• **WORK TO COMPLETE**: Copy out every row below that contains the word "white". The match must be case-sensitive.

• **EXERCISE DATA**:
++++++++++
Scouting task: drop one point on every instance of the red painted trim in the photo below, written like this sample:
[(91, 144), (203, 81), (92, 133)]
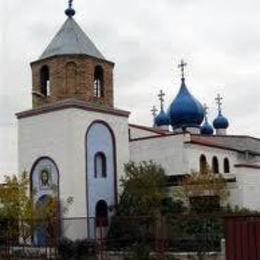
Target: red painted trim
[(114, 159), (155, 136), (247, 166), (228, 136), (213, 145), (149, 129), (71, 103), (58, 188)]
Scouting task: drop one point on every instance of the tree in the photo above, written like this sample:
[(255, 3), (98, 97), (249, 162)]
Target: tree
[(143, 189), (204, 191), (18, 212)]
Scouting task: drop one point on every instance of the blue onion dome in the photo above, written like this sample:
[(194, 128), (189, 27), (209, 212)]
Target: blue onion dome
[(206, 129), (185, 110), (220, 122), (161, 119)]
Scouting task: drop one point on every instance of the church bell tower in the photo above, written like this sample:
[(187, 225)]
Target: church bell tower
[(72, 68)]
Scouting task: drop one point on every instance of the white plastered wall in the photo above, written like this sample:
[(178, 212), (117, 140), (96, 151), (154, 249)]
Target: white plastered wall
[(60, 135), (164, 150)]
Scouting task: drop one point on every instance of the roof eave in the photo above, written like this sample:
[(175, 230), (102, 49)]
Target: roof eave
[(71, 55)]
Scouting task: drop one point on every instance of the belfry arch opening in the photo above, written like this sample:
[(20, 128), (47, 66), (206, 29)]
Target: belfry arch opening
[(45, 81), (99, 82), (215, 166)]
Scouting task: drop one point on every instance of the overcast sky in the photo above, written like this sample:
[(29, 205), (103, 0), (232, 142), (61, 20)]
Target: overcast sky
[(146, 39)]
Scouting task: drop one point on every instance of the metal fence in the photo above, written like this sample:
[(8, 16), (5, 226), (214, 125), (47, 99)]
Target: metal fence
[(138, 237)]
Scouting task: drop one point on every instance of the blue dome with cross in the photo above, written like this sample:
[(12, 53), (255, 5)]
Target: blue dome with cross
[(206, 128), (185, 110)]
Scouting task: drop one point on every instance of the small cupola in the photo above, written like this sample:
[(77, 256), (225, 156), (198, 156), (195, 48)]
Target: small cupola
[(206, 128), (185, 112), (72, 67), (220, 123), (162, 120)]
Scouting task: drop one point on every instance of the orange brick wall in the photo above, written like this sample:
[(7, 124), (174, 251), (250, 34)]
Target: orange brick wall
[(81, 87)]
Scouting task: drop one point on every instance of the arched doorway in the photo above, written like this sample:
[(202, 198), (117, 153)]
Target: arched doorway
[(203, 164), (45, 192), (44, 226), (101, 214)]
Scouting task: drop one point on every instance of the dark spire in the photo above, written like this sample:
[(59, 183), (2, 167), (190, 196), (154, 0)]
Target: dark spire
[(154, 110), (219, 103), (70, 11), (182, 65), (206, 110), (161, 98)]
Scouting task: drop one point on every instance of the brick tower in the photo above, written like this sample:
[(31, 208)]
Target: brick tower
[(72, 68)]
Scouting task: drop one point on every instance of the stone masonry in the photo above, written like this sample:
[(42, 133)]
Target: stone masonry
[(72, 76)]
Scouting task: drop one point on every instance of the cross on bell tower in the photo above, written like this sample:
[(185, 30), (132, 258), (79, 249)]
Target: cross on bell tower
[(219, 102), (182, 66), (161, 98), (70, 11), (154, 110)]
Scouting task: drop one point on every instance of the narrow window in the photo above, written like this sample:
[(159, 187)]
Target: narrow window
[(100, 165), (215, 167), (71, 77), (45, 81), (101, 214), (203, 164), (226, 166), (99, 82)]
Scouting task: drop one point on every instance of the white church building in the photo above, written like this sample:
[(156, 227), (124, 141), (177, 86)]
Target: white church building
[(74, 137)]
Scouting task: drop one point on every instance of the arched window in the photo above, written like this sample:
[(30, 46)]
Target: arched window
[(226, 166), (71, 77), (215, 167), (101, 214), (99, 82), (100, 164), (203, 164), (45, 81)]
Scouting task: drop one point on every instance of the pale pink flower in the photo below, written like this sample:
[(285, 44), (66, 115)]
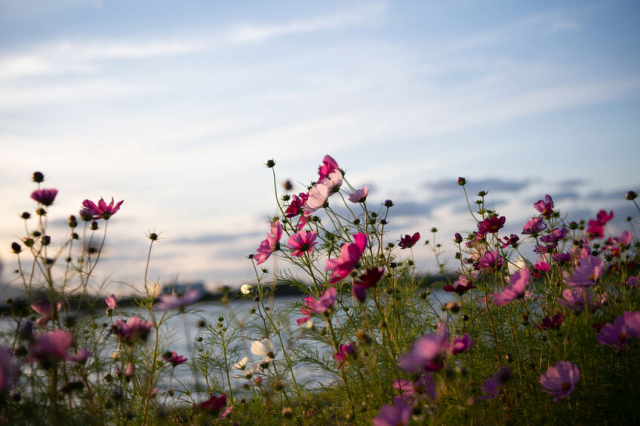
++++++++++
• **CORRECT RESULT**:
Scouting task: drop one point on every instance of the white plastered wall in the photo above, written like this sample:
Target: white plastered wall
Scouting task: drop one point on every instance of the white church building in the photo above, written like this sample:
Target: white church building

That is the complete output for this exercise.